Stored data entries -
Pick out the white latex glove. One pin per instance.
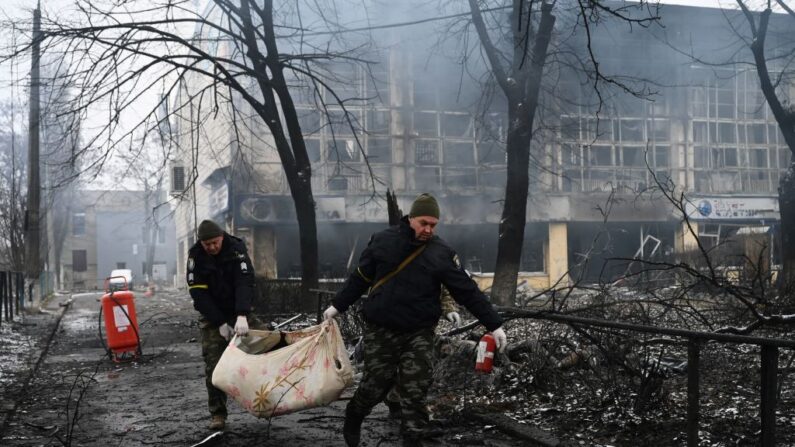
(225, 331)
(330, 313)
(241, 326)
(500, 338)
(454, 317)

What is being asked - Copy every line above word for word and exclude the pictures.

Answer -
Pick out the white latex glove. One pin per instance.
(225, 331)
(330, 313)
(241, 326)
(500, 338)
(454, 317)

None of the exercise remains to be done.